→ **WORK INSTRUCTION**
From the first line to the last, give the records again exactly.

(Items listed in a dataset)
'''

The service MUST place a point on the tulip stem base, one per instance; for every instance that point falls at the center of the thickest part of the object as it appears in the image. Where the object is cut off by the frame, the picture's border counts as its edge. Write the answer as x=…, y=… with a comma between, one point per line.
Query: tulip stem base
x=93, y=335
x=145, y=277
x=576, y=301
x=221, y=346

'''

→ **OUTPUT OF THE EXERCISE**
The service MUST place a point on the tulip stem base, one per instance; for every instance that point falls at the center of the thickest part of the object as it appears in the image. Where the object is cut off by the frame, the picture's border counts as its edge. Write the answer as x=…, y=… with a comma between, one point per line.
Query: tulip stem base
x=93, y=335
x=145, y=277
x=576, y=301
x=221, y=346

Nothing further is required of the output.